**Set of tasks**
**A)** Decide whether each statement below agrees with the quorum sensing passage, answering yes or no and quoting the deciding words from the passage. (i) In S. aureus, autoinducing peptides are encoded by the agr locus. (ii) P. aeruginosa quorum sensing mutants still form biofilms with the expected structure. (iii) Cystic fibrosis patients colonized by P. aeruginosa had lower amounts of autoinducer molecules.
**B)** Using the quorum sensing passage, answer each question on its own line.
(i) Which two bacterial species are frequently found in chronic wounds?
(ii) The quorum sensing method of S. aureus has served as a paradigm for what?
(iii) What factor attached to the cells of P. aeruginosa is regulated by quorum sensing pathways?
**C)** Continue the quorum sensing passage from its last sentence.

**Document segment**

Staphylococcus aureus and Pseudomonas aeruginosa are two of the bacterial species that have been the subject of the most extensive research into quorum sensing; they are also frequently found in chronic wounds. The quorum sensing method used by S. aureus and other Gram-positive bacteria has been used as a paradigm for peptide-based quorum sensing (Novick and Geisinger, 2008). Autoinducing peptides (AIPs), which are encoded by the agr locus, are responsible for this species' quorum sensing. Several other virulence factors, like as biofilm development, are also regulated by the same locus (Kong et al., 2006, Vuong et al., 2000). Similar to this, P. aeruginosa's quorum sensing systems have also received an enormous amount of attention. It has also been shown that several of the virulence components associated with this chronic wound coloniser, which includes released virulence factors like proteases, factors that are attached to the cells like lipopolysaccharide, as well as biofilm development, are regulated by quorum sensing pathways (Fig. 5) (Lyczak et al., 2000). In this organism, quorum sensing affects the formation of biofilms very early on, since quorum sensing mutants are unable to produce biofilms with the expected structural characteristics. Investigators have examined the QS system in vivo and discovered that cystic fibrosis patients who had P. aeruginosa colonisation had significantly increased amount of autoinducer molecules (Keays et al., 2009).

**Dataset content**
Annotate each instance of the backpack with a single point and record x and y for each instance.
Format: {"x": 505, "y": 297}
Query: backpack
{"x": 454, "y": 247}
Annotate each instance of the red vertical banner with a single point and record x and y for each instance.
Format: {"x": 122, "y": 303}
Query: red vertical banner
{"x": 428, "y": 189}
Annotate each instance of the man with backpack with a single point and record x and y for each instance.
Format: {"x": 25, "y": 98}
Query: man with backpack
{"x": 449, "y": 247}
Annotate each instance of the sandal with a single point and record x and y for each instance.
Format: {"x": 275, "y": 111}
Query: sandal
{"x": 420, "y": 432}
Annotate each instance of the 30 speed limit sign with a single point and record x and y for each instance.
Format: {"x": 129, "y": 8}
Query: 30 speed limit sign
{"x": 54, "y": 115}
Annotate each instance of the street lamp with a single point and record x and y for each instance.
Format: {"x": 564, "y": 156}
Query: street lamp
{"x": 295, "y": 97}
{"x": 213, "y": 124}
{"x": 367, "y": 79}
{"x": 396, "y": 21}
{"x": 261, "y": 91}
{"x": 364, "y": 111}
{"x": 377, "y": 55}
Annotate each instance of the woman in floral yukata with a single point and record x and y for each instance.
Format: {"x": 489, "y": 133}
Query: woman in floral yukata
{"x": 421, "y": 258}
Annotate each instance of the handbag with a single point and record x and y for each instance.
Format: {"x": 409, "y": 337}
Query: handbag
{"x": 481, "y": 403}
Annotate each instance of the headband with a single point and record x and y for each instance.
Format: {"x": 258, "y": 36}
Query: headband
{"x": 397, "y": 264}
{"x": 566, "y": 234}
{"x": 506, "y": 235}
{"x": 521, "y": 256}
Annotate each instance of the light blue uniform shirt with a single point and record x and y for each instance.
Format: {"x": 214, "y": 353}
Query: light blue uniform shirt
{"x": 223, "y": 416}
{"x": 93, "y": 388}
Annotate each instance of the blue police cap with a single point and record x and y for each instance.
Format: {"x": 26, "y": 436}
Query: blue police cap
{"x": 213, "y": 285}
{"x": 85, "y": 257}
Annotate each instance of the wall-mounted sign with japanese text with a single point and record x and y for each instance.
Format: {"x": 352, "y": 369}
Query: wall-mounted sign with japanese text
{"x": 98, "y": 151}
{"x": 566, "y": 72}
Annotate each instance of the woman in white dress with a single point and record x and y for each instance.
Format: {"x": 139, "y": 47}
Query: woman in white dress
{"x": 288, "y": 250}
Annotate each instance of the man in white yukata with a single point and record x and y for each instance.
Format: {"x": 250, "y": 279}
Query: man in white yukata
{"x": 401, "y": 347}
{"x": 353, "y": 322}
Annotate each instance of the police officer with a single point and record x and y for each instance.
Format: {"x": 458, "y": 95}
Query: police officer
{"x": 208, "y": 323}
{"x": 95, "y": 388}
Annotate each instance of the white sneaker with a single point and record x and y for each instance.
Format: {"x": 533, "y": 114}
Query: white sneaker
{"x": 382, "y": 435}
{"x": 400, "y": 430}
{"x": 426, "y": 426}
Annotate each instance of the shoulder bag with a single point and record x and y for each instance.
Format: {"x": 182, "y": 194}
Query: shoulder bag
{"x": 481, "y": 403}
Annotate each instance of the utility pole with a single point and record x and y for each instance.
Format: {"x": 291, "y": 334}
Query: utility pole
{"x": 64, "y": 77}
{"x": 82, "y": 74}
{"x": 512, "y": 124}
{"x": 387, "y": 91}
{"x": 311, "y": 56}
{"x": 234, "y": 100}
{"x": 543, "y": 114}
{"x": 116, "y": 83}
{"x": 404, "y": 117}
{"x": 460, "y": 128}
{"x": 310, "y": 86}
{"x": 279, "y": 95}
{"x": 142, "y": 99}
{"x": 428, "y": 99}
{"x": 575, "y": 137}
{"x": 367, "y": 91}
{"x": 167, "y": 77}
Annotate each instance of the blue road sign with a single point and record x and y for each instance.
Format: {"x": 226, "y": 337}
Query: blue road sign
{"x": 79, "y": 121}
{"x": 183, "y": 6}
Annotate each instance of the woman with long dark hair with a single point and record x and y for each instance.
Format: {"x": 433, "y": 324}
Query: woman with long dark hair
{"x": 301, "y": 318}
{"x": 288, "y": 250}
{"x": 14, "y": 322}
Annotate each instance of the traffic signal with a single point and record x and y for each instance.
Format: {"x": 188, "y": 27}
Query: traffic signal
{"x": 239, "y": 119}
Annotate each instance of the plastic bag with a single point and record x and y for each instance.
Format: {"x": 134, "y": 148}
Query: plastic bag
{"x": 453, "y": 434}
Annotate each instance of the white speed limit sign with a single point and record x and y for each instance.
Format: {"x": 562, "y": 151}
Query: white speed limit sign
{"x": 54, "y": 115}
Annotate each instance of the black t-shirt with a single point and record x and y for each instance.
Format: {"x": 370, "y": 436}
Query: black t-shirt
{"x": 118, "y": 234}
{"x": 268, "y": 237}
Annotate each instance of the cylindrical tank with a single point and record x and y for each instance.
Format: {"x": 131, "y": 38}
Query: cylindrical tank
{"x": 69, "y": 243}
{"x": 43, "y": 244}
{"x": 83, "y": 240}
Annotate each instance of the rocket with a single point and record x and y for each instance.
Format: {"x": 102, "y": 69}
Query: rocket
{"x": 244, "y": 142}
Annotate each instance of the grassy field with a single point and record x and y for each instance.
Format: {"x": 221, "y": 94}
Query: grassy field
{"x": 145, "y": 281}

**Responses per task**
**A)**
(i) Yes: "Autoinducing peptides (AIPs), which are encoded by the agr locus, are responsible for this species' quorum sensing."
(ii) No: "quorum sensing mutants are unable to produce biofilms with the expected structural characteristics"
(iii) No: "cystic fibrosis patients who had P. aeruginosa colonisation had significantly increased amount of autoinducer molecules"

**B)**
(i) Staphylococcus aureus and Pseudomonas aeruginosa
(ii) Peptide-based quorum sensing
(iii) Lipopolysaccharide

**C)**
Fig. 5.

Fig. 5

Quorum sensing system/mechanism of Gram positive bacteria and Gram negative bacteria.

There are several factors that contribute to biofilms' resistance to antimicrobial treatment. The penetration of antibiotics in biofilms has decreased, and certain negatively charged antimicrobial chemicals are repelled by the negatively charged exopolymer. The treatment of chronic wounds with biofilm is challenging because certain bacteria also emit antibiotic sequestering compounds. Due to their extremely organised and condensely packed structure, biofilms enhance the likelihood that bacteria of the same species or other species would horizontally transfer genes associated with antibiotic resistance to one another. Acquiring these genes causes the bacteria to undergo permanent genotypic alterations, which raises the risk of severe and chronic infections. Once the antibiotic medication is stopped, the biofilm might start growing again and can even renew itself, as was shown by the cell population which survived in extreme conditions (James et al., 2008, Clinton and Carter, 2015).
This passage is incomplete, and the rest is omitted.